* [What this task involves] Return exactly the lines of the records below, starting at the line that contains "TARGET = dense tree canopy" and ending at the line that contains "TARGET = paved road surface", with both of those lines kept.

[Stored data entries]
_ _ _ _ _ _ _

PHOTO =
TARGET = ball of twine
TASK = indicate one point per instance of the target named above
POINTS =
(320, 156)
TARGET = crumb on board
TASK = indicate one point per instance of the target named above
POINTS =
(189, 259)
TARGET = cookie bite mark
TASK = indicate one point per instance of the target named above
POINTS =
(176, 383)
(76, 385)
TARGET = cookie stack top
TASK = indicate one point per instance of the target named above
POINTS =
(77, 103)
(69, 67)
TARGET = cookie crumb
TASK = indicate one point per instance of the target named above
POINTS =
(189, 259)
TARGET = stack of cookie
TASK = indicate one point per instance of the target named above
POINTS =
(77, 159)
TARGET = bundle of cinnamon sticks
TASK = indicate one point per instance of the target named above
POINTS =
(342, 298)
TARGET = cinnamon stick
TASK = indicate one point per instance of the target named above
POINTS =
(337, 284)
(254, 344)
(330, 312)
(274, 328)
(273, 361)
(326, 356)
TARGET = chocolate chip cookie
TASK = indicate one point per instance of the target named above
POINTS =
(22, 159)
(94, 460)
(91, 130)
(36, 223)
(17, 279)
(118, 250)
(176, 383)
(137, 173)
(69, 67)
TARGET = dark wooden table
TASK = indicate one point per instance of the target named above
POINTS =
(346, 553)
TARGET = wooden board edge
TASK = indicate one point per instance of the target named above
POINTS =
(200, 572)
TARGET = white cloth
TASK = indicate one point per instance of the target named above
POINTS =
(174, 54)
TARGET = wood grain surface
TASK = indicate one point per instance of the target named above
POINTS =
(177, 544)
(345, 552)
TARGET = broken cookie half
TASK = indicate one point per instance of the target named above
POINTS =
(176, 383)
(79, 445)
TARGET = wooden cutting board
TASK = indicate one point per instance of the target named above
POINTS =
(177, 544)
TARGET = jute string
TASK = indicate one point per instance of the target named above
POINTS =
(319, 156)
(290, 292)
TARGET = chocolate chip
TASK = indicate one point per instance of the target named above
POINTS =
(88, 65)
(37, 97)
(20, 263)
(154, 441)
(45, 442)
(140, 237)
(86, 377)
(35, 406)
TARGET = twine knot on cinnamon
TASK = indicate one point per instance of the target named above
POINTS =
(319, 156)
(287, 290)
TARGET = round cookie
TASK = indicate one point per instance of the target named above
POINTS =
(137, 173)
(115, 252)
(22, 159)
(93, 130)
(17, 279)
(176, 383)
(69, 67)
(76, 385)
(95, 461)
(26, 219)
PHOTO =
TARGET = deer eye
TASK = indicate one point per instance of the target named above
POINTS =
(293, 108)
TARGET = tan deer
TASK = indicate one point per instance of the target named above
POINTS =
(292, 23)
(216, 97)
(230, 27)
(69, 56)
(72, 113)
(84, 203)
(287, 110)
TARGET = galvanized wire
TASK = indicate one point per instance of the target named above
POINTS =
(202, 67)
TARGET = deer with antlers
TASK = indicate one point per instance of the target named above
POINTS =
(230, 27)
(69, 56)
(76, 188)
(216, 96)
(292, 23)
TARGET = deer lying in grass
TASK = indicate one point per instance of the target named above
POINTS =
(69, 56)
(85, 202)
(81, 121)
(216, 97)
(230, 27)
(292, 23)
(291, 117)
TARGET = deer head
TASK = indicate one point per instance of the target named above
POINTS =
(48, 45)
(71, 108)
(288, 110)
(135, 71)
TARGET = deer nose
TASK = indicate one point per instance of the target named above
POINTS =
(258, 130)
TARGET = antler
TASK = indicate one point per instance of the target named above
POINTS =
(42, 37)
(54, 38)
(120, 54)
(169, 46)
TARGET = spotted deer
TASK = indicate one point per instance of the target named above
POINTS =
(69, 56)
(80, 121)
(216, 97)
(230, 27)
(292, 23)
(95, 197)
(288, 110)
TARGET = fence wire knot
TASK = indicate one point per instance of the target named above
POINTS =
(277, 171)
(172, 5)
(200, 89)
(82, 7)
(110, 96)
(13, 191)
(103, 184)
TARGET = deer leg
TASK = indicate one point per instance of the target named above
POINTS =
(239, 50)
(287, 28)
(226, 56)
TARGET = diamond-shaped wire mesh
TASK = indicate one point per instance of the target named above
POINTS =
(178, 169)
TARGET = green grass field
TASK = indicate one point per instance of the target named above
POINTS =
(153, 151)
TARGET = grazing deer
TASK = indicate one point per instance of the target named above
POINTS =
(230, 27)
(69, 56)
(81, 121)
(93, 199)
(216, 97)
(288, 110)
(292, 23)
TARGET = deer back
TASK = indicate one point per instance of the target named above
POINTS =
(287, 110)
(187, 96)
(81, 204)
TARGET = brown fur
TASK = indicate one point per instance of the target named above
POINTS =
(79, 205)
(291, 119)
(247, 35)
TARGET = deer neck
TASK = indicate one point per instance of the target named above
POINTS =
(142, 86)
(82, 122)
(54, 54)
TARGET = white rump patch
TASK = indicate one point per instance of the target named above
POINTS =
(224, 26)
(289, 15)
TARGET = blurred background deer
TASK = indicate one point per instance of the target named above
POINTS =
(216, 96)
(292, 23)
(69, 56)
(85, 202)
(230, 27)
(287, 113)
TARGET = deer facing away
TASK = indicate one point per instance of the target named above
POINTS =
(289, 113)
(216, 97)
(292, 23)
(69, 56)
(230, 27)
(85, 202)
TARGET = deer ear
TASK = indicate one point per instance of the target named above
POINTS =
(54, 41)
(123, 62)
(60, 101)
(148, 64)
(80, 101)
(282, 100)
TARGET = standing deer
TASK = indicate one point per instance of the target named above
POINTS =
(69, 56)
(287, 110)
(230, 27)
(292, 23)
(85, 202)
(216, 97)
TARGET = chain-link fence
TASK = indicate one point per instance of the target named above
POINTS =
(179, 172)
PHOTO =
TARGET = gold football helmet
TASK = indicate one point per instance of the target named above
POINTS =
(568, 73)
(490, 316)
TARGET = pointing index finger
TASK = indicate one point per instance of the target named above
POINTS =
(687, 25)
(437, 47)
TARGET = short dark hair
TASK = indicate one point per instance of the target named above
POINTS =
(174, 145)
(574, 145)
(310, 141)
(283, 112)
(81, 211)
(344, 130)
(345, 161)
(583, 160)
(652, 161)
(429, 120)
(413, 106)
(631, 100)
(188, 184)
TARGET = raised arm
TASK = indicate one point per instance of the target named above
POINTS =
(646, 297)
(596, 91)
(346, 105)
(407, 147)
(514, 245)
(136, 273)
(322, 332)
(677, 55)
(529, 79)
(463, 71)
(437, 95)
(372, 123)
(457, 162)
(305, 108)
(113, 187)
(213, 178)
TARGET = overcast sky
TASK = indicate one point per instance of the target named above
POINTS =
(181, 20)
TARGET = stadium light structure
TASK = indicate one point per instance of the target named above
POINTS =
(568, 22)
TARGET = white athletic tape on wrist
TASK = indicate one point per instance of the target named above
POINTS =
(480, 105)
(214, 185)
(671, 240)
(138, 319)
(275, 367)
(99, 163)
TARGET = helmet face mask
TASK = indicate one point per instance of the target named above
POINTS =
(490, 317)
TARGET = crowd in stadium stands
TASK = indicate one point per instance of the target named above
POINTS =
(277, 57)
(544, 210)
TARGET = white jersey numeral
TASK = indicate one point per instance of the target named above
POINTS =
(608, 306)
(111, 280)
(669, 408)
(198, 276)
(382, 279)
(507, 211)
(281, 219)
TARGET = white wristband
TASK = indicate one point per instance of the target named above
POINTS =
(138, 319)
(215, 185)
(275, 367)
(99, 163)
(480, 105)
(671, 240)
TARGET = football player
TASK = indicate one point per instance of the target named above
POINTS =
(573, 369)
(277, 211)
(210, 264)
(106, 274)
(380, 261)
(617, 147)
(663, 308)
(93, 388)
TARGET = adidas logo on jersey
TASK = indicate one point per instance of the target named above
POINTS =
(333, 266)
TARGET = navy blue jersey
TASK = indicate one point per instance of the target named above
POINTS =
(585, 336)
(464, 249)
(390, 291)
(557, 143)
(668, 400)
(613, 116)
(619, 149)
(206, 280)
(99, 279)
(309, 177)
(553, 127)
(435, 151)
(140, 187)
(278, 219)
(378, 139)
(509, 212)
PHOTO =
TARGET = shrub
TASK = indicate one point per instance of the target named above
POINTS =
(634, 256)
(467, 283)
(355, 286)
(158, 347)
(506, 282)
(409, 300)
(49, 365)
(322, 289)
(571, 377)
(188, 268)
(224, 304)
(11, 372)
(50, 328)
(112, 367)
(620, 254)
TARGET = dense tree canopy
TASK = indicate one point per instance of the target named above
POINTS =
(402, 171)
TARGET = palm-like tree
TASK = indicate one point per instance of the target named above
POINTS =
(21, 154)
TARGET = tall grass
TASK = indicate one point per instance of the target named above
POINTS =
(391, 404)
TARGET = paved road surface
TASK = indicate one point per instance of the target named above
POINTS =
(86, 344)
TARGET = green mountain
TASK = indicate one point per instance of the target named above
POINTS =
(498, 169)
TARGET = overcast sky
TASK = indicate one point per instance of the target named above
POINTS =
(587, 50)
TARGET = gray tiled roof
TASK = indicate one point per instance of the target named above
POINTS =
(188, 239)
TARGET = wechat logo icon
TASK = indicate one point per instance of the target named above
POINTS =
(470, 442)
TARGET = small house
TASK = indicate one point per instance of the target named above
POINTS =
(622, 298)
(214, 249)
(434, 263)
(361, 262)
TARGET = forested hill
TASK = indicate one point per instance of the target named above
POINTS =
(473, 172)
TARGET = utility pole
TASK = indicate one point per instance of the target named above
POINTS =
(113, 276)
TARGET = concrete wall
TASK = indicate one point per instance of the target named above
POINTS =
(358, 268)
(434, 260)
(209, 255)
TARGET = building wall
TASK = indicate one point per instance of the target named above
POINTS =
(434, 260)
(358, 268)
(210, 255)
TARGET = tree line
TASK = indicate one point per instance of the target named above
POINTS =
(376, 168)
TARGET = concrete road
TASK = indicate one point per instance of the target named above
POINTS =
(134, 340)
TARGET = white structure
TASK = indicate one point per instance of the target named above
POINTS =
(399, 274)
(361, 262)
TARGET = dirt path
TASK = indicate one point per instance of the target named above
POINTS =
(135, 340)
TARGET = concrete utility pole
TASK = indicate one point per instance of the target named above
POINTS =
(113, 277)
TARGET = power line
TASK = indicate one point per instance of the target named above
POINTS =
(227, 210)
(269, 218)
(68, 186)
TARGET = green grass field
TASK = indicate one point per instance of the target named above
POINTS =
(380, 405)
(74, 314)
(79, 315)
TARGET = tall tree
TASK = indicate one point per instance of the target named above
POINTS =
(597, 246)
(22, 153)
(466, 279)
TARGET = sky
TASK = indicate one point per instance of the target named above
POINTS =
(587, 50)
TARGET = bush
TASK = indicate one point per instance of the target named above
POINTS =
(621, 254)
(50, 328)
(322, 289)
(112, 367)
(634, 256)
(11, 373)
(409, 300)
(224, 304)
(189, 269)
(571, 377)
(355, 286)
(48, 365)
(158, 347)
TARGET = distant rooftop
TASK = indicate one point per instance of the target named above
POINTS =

_ _ _ _ _ _ _

* [Your response]
TARGET = dense tree canopy
TASK = indicate one point per instance of the target named above
POINTS =
(402, 171)
TARGET = palm-like tree
TASK = indicate one point per instance of the target named above
POINTS =
(21, 154)
TARGET = tall grass
TASK = indicate one point per instance of the target named above
POINTS =
(391, 404)
TARGET = paved road surface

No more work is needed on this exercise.